• **Exercise requirements**
Quote the entries that follow exactly, leaving none out.

• **Entries supplied**
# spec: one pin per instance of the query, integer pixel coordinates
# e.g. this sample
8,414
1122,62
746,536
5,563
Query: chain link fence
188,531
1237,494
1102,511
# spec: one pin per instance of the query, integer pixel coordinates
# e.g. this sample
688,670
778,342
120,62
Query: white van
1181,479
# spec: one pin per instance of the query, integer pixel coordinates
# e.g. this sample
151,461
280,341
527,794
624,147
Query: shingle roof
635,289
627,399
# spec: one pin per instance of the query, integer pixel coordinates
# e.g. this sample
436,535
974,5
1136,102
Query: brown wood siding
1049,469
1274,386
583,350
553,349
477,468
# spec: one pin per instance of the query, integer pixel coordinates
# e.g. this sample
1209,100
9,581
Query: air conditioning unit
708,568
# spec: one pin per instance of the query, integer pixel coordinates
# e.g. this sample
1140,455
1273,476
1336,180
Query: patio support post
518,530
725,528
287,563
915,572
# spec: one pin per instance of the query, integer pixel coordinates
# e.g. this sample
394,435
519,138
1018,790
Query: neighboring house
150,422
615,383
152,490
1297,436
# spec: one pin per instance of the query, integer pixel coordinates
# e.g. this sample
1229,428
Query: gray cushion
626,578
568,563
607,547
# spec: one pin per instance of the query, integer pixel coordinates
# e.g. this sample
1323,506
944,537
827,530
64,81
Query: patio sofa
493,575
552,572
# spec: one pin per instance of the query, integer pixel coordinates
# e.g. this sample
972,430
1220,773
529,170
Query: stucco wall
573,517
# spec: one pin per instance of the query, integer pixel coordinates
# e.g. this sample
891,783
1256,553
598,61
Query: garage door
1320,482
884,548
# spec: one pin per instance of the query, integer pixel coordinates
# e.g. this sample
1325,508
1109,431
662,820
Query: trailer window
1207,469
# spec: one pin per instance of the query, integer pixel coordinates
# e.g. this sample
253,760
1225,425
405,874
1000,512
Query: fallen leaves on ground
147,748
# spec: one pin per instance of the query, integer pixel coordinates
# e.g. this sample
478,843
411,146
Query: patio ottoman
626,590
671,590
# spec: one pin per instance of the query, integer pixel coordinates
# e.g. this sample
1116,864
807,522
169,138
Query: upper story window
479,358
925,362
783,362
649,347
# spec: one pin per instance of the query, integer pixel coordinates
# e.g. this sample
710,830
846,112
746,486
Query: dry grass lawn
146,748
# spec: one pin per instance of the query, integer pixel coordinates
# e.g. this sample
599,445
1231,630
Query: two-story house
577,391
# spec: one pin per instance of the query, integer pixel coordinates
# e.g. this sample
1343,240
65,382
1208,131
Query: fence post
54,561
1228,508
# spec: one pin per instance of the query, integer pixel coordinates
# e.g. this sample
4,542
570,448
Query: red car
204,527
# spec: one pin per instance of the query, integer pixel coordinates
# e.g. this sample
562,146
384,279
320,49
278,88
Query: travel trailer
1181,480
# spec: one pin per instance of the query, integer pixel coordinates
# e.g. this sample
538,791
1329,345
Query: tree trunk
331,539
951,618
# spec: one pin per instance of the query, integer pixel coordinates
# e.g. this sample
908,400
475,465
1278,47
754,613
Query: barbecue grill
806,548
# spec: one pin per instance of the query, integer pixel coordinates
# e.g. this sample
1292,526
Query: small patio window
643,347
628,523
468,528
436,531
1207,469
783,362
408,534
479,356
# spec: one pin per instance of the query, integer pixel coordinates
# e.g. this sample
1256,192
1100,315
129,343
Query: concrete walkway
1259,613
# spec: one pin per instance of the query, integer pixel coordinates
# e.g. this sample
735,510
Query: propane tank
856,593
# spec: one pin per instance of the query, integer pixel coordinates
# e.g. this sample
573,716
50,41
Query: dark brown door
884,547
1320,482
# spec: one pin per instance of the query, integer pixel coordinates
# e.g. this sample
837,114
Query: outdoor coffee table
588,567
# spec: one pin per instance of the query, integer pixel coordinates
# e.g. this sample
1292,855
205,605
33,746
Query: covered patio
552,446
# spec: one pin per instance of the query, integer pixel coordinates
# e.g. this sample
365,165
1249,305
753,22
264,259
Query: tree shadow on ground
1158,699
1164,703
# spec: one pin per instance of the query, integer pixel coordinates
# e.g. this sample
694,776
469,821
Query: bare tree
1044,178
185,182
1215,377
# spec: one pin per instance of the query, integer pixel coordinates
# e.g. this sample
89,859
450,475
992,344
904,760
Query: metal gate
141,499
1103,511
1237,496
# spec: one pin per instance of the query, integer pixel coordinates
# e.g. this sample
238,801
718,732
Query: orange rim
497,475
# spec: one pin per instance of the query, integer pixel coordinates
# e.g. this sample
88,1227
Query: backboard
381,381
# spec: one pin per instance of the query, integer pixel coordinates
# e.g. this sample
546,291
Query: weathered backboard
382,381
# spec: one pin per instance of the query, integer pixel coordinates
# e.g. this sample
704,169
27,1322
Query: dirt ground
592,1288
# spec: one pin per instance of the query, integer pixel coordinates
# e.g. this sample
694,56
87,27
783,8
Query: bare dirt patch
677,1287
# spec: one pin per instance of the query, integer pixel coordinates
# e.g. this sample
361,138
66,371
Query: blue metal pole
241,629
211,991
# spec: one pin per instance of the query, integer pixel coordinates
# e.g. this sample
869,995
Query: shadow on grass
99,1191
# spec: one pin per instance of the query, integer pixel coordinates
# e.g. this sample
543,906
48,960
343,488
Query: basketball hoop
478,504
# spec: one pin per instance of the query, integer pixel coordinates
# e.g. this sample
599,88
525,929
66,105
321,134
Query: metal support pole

• **Response**
# spec: one pin per instance of the query, integer pixel coordinates
# e.g. this sample
8,414
1122,62
746,536
5,563
Query: chain link fence
188,531
1237,494
1102,511
# spec: one pin per instance of the query, integer pixel coordinates
# e.g. this sample
688,670
778,342
120,62
Query: white van
1181,479
# spec: one pin per instance of the query, integer pixel coordinates
# e.g. this sample
151,461
280,341
527,794
624,147
Query: shingle roof
635,289
627,399
# spec: one pin per instance of the query, integer pixel coordinates
# e.g. this sample
436,535
974,5
1136,102
Query: brown wood siding
1049,469
1274,386
583,350
553,349
477,468
# spec: one pin per instance of the query, integer pixel coordinates
# e.g. this sample
1209,100
9,581
Query: air conditioning unit
708,568
# spec: one pin per instance of the query, integer pixel coordinates
# e.g. this sample
1140,455
1273,476
1336,180
Query: patio support post
518,530
725,528
287,563
915,572
# spec: one pin per instance of the query, integer pixel coordinates
# e.g. this sample
394,435
519,138
1018,790
Query: neighboring house
150,422
615,383
152,490
1297,436
# spec: one pin per instance of the query, integer pixel coordinates
# e.g. this sample
1229,428
Query: gray cushion
626,578
568,563
607,547
# spec: one pin per instance of the query, integer pixel coordinates
# e.g. this sample
1323,506
944,537
827,530
64,81
Query: patio sofa
493,575
552,572
# spec: one pin per instance of the query, integer pixel coordinates
# e.g. this sample
972,430
1220,773
529,170
Query: stucco wall
573,517
# spec: one pin per instance of the query, integer pixel coordinates
# e.g. this sample
891,783
1256,553
598,61
Query: garage door
1320,482
884,548
# spec: one pin per instance of the query, integer pixel coordinates
# e.g. this sample
1325,508
1109,431
662,820
Query: trailer window
1207,469
# spec: one pin per instance of the query, integer pixel coordinates
# e.g. this sample
253,760
1225,425
405,874
1000,512
Query: fallen leaves on ground
147,748
# spec: one pin per instance of the query, integer pixel coordinates
# e.g. this sample
478,843
411,146
Query: patio ottoman
626,590
671,590
# spec: one pin per instance of the query, integer pixel coordinates
# e.g. this sample
1116,864
807,522
169,138
Query: upper story window
479,358
925,362
783,362
649,347
# spec: one pin per instance of the query, integer pixel coordinates
# e.g. this sample
710,830
846,112
746,486
Query: dry grass lawn
146,748
# spec: one pin per instance of the query, integer pixel coordinates
# e.g. this sample
599,445
1231,630
Query: two-story house
577,391
# spec: one pin per instance of the query, integer pixel coordinates
# e.g. this sample
1343,240
65,382
1208,131
Query: fence post
54,561
1228,508
# spec: one pin per instance of the query, integer pixel coordinates
# e.g. this sample
4,542
570,448
Query: red car
204,527
# spec: one pin per instance of the query, integer pixel coordinates
# e.g. this sample
562,146
384,279
320,49
278,88
Query: travel trailer
1181,480
# spec: one pin per instance of the query, integer pixel coordinates
# e.g. this sample
538,791
1329,345
Query: tree trunk
331,539
951,618
# spec: one pin per instance of the query, integer pixel coordinates
# e.g. this sample
908,400
475,465
1278,47
754,613
Query: barbecue grill
806,548
# spec: one pin per instance of the query, integer pixel coordinates
# e.g. this sample
1292,526
Query: small patio window
643,347
628,523
468,528
436,531
1207,469
783,362
408,534
479,356
# spec: one pin per instance of the query, integer pixel coordinates
# e.g. this sample
1256,192
1100,315
129,343
Query: concrete walkway
1259,613
# spec: one pin per instance of the query, integer pixel coordinates
# e.g. this sample
735,510
Query: propane tank
856,593
# spec: one pin per instance of the query, integer pixel coordinates
# e.g. this sample
573,716
50,41
Query: dark brown door
884,547
1320,482
# spec: one pin per instance of the query, integer pixel coordinates
# e.g. this sample
837,114
Query: outdoor coffee table
588,567
# spec: one pin per instance of the query, integer pixel coordinates
# e.g. this sample
1292,855
205,605
33,746
Query: covered patio
552,446
# spec: one pin per instance of the query, integer pixel coordinates
# e.g. this sample
365,165
1249,305
753,22
264,259
Query: tree shadow on ground
1158,699
1164,703
# spec: one pin per instance of the query, integer pixel coordinates
# e.g. this sample
694,776
469,821
Query: bare tree
1044,178
185,182
1215,377
# spec: one pin per instance of the query, integer pixel coordinates
# e.g. this sample
89,859
450,475
992,344
904,760
Query: metal gate
141,499
1103,511
1237,496
# spec: one pin per instance of the query, integer pixel coordinates
# e.g. this sample
238,801
718,732
Query: orange rim
497,475
# spec: one pin per instance of the query, integer pixel coordinates
# e.g. this sample
88,1227
Query: backboard
381,381
# spec: one pin per instance of the query, integer pixel coordinates
# e.g. this sample
546,291
Query: weathered backboard
382,381
# spec: one pin per instance of the query, integer pixel coordinates
# e.g. this sample
704,169
27,1322
Query: dirt ground
592,1288
# spec: one pin per instance of the query, integer pixel coordinates
# e.g. this sample
694,56
87,27
783,8
Query: bare dirt patch
677,1287
# spec: one pin per instance of the query, integer pixel coordinates
# e.g. this sample
361,138
66,371
Query: blue metal pole
241,629
211,991
# spec: one pin per instance of the query, integer pixel coordinates
# e.g. this sample
869,995
Query: shadow on grass
99,1191
# spec: one pin per instance of the query, integer pixel coordinates
# e.g. this sample
543,906
48,960
343,488
Query: basketball hoop
478,504
# spec: one pin per instance of the query, integer pixel coordinates
# e.g. this sample
599,88
525,929
66,105
321,134
Query: metal support pole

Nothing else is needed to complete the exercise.